:: INPUT RECORDS

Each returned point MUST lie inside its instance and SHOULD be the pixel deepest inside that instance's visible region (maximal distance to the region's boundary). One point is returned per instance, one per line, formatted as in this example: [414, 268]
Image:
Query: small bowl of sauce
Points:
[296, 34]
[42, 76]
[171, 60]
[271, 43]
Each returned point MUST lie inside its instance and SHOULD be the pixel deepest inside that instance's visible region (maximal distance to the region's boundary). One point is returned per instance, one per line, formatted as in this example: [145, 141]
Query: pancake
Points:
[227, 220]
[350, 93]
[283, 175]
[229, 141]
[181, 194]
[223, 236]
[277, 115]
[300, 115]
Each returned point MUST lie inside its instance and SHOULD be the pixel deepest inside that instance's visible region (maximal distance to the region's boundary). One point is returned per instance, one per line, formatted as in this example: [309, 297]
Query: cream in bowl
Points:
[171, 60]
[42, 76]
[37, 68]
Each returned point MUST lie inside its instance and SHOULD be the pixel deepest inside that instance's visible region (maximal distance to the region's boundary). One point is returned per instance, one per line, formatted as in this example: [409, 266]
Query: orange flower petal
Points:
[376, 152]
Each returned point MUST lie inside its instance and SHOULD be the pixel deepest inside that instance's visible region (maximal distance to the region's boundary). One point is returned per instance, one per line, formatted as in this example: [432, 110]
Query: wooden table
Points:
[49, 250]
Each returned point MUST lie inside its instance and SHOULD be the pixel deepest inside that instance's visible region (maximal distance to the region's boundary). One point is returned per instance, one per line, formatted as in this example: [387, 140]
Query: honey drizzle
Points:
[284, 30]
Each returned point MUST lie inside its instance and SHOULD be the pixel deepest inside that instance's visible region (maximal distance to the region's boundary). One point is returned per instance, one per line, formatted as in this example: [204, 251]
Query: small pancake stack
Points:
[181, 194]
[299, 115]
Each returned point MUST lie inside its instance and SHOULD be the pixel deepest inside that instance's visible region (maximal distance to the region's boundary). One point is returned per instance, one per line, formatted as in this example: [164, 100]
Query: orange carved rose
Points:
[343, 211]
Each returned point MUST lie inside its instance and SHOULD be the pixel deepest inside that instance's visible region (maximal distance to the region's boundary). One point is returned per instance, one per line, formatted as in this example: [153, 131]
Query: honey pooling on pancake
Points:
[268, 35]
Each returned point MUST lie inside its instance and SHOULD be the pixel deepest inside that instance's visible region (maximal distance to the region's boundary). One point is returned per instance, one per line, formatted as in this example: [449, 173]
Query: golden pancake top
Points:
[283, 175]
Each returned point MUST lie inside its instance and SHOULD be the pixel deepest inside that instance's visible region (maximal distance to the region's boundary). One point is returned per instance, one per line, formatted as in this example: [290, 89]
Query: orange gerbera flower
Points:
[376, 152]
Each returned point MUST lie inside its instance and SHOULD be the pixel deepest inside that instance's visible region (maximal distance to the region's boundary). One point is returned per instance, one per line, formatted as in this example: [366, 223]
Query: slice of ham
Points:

::::

Rewrite the data above in full, swapping "Query" for "Prompt" wherever it occurs and leaving everything else unchanged.

Each returned point MUST lie inside its instance and SHOULD be the pixel deepest inside that instance's visible region (maximal distance to the region's boundary). One point is returned per instance, one per line, formatted as in this example: [414, 268]
Image:
Prompt: small bowl of sauce
Points:
[296, 34]
[42, 76]
[171, 60]
[271, 43]
Each returned point MUST lie inside its instance and SHOULD be the pixel deepest inside that instance's visible region (maximal distance to the region's boundary). One point is returned per instance, one per line, formatted as in this example: [145, 141]
Prompt: pancake
Points:
[227, 220]
[350, 93]
[283, 175]
[229, 141]
[181, 194]
[223, 236]
[277, 115]
[300, 115]
Each returned point MUST lie inside its instance and SHOULD be the pixel deepest inside that instance's visible region (maximal distance to the region's boundary). One point is returned per instance, one per line, formatted as in this example: [309, 297]
Prompt: cream in bowl
Points:
[171, 60]
[42, 76]
[37, 68]
Each returned point MUST lie inside its instance and SHOULD be the pixel deepest inside that instance's visible region (maximal distance to the region's boundary). One point is returned per instance, one per line, formatted as in this example: [409, 266]
Prompt: orange flower petal
Points:
[376, 152]
Each returned point MUST lie inside its instance and SHOULD be the pixel deepest inside that instance's visible region (maximal distance to the region's boundary). One point is returned per instance, one per line, formatted as in this example: [432, 110]
Prompt: wooden table
Points:
[49, 250]
Each returned point MUST lie inside its instance and SHOULD be the pixel deepest inside that instance's visible region (maximal distance to the region's boundary). One point is returned per instance, one per line, formatted as in this example: [387, 140]
Prompt: honey drizzle
Points:
[284, 30]
Each returned point MUST lie inside its instance and SHOULD be the pixel deepest inside that instance's visible region (maximal distance to the region's boundary). One point is returned per instance, one per line, formatted as in this example: [204, 251]
Prompt: small pancake stack
Points:
[181, 194]
[299, 115]
Each returned point MUST lie inside its instance and SHOULD be the pixel deepest inside that instance's visible region (maximal distance to the region's boundary). One point is returned per instance, one per line, formatted as in this example: [164, 100]
Prompt: orange carved rose
Points:
[343, 211]
Each returned point MUST lie inside its instance and SHOULD be the pixel deepest inside that instance's visible region (maximal distance to the region's boundary). One point is returned per instance, one per line, formatted as in this example: [153, 131]
Prompt: honey pooling on pancake
Points:
[268, 35]
Each returned point MUST lie inside its instance and SHOULD be the pixel deepest inside that instance's visible region (maximal distance to the region's boundary). One point is returned per instance, one per line, formatted as in this example: [449, 173]
Prompt: golden pancake top
Points:
[283, 175]
Each returned point MUST lie inside its instance and SHOULD be the pixel deepest inside that instance's visible region (maximal distance to the region's boundary). One point is returned per instance, one per line, formatted as in this example: [290, 89]
Prompt: orange gerbera flower
Points:
[376, 152]
Each returned point MUST lie inside its instance and SHOULD be the pixel deepest inside that instance's visible region (maximal distance to the region's boundary). One point is returned per instance, one per line, formatted as in this example: [366, 223]
Prompt: slice of ham
Points:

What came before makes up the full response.